Set exercise ▸
Present the data from the line containing "Could you point at the aerial" through the end of the data as a Markdown table with the columns Row and Data line, numbering each line and leaving out blank lines.

Dataset records ▸
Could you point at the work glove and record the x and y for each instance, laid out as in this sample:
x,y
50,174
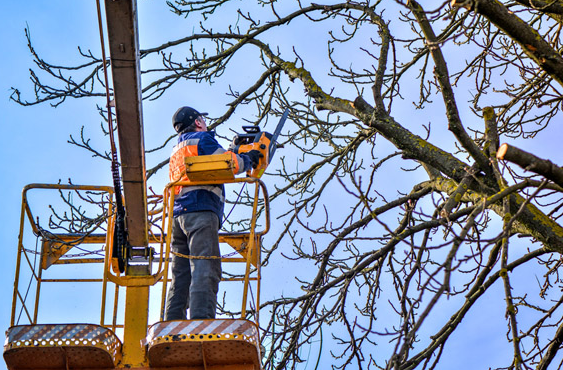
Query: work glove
x,y
254,156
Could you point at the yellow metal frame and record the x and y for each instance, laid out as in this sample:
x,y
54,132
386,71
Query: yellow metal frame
x,y
137,287
37,275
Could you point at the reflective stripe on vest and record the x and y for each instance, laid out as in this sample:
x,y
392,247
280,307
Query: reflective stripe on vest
x,y
217,190
177,166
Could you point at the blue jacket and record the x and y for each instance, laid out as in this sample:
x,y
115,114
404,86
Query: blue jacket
x,y
204,197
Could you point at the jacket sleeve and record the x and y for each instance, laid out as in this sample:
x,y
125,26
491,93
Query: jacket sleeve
x,y
209,145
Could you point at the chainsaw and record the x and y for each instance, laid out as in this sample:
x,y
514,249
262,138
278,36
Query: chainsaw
x,y
264,142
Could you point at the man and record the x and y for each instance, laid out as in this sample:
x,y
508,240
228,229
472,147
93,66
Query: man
x,y
198,213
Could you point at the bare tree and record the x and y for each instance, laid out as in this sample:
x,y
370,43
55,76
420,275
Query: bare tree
x,y
393,202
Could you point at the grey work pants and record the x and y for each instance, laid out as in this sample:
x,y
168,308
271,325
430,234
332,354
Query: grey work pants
x,y
195,282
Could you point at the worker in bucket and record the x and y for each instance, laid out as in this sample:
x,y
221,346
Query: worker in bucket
x,y
198,211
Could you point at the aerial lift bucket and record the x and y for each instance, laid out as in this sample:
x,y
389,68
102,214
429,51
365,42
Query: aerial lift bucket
x,y
232,344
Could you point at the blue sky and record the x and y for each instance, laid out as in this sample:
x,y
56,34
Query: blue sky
x,y
33,140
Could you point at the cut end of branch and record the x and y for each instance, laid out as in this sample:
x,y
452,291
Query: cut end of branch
x,y
502,151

Worked answer ▸
| Row | Data line |
|---|---|
| 1 | Could you point at the aerial lift bucket and record the x and y for each instance, laid out as in this sample: |
| 2 | x,y |
| 3 | 389,68 |
| 4 | 102,214 |
| 5 | 429,51 |
| 6 | 365,42 |
| 7 | Query: aerial lift bucket |
| 8 | x,y |
| 9 | 232,344 |
| 10 | Could you point at the blue sky and record the x and y for each instance, laid out as in this sample: |
| 11 | x,y |
| 12 | 56,34 |
| 13 | Query: blue sky |
| 14 | x,y |
| 15 | 33,140 |
| 16 | Could you point at the cut end of branch and record the x and y for each instance, laid out as in this sample: |
| 17 | x,y |
| 18 | 452,291 |
| 19 | Query: cut end of branch |
| 20 | x,y |
| 21 | 502,151 |